Dans le passage sur le prix psychologique, reformulez sous forme de liste le paragraphe qui commence par « Il ne s’agit pas ici du cas des cabinets », en conservant ses faits principaux.

EXTRAIT DU TEXTE ::
☆ ☆ ☆ ☆ ☆ ☆ ☆
Il est bon de préciser à nouveau qu’il s’agit ici du cas de cabinets dont la renommée n’est plus à faire et n’a, de toutes les façons, pas été construite à Madagascar. Bien sûr que leurs tarifs sont extravagants ! Leurs dossiers sont extravagants, leur clientèle est elle-même extravagante et exige un tarif extravagant conformément aux règles du prix psychologique((la raison qui vous inc
ite à acheter sans crainte des baskets Nike « vrais » à 500 000 Ariary et à vous méfier de ceux qui coûtent 150 000 Ariary)).

Il ne s’agit pas ici du cas des cabinets ou libéraux « à taille humaine » qui facturent leurs honoraires de manière plus raisonnable. Pour ces derniers, le problème réside dans la question de la confiance. Sur le principe, encore une fois, du prix psychologique, on aura tendance à se méfier du conseil qui proposera une constitution de société à 1 million d’Ariary lorsque l’on sait que les autres pratiquent les 8 millions d’Ariary. Le consommateur((la notion de prix psychologique relève du marketing donc autant employer le vocabulaire marketeux)) penserait qu’il y manque un je-ne-sais-quoi d’importance. Dans une telle situation, le souci serait plutôt le comportement du consommateur qui a l’habitude de croire que le prix est le meilleur indicateur de la qualité. Or, qui ne se souvient pas d’avoir mangé un plat trop huileux dans un restaurant « gastronomique » alors que les nems chez le chinois du coin sont toujours délicieux.
☆ ☆ ☆ ☆ ☆ ☆ ☆
DONNÉES SOURCES ::
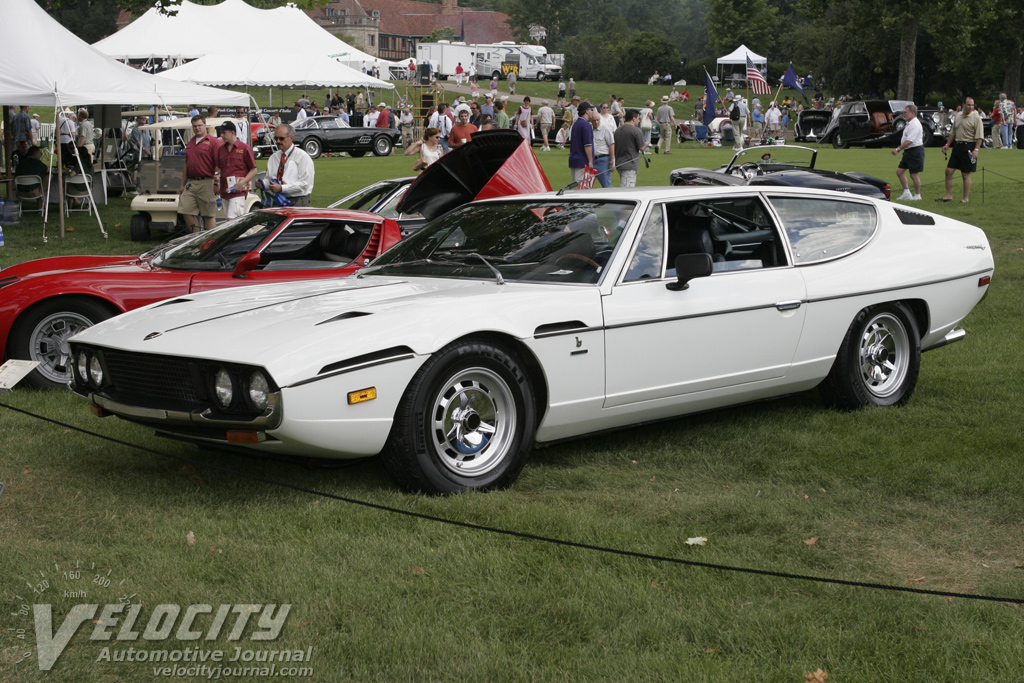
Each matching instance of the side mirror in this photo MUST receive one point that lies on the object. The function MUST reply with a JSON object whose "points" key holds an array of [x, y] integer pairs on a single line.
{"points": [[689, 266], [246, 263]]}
☆ ☆ ☆ ☆ ☆ ☆ ☆
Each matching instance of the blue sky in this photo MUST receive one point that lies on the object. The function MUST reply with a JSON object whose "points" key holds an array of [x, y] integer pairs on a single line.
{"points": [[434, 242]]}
☆ ☆ ☆ ☆ ☆ ☆ ☆
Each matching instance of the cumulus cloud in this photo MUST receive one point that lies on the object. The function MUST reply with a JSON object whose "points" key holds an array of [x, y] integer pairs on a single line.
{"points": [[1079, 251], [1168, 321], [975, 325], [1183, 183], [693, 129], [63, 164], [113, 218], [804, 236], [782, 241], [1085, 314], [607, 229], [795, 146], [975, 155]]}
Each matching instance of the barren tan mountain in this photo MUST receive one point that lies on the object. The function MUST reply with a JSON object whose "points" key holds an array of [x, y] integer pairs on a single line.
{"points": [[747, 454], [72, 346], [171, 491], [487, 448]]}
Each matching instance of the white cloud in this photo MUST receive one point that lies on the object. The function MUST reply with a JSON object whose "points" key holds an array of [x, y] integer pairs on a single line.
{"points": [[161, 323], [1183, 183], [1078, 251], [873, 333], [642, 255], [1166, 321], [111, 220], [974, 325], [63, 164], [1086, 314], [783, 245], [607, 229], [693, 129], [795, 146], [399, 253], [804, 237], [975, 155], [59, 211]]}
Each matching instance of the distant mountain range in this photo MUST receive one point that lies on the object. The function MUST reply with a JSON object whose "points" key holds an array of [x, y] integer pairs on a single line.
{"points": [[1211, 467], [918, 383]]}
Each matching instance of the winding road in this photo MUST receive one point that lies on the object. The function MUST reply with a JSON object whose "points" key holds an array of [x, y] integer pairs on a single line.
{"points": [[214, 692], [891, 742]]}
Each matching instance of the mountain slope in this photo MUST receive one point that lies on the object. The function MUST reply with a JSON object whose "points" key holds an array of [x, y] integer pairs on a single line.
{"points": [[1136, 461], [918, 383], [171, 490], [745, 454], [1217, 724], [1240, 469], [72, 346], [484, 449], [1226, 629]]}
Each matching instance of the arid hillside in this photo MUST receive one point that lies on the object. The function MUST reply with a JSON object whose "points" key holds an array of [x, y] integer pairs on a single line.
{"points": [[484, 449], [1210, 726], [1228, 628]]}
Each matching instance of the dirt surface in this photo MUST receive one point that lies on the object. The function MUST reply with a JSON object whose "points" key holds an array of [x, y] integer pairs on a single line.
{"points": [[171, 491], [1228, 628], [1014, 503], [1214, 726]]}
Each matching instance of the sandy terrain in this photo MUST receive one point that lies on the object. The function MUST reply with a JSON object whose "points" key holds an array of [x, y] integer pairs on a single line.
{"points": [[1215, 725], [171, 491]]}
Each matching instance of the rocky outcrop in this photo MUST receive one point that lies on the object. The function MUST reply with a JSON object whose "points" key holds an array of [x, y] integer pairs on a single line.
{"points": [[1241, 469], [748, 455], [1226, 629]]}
☆ ☆ ☆ ☆ ☆ ☆ ☆
RÉPONSE ATTENDUE ::
- Cas visé : les cabinets ou libéraux « à taille humaine », dont les honoraires sont plus raisonnables.
- Leur problème tient à la confiance.
- Selon le principe du prix psychologique, on se méfie d'un conseil qui propose une constitution de société à 1 million d'Ariary quand les autres pratiquent 8 millions d'Ariary.
- Le consommateur penserait qu'il y manque quelque chose d'important.
- Le souci vient plutôt du consommateur, habitué à croire que le prix est le meilleur indicateur de la qualité.
- Illustration : un plat trop huileux dans un restaurant « gastronomique », alors que les nems chez le chinois du coin sont toujours délicieux.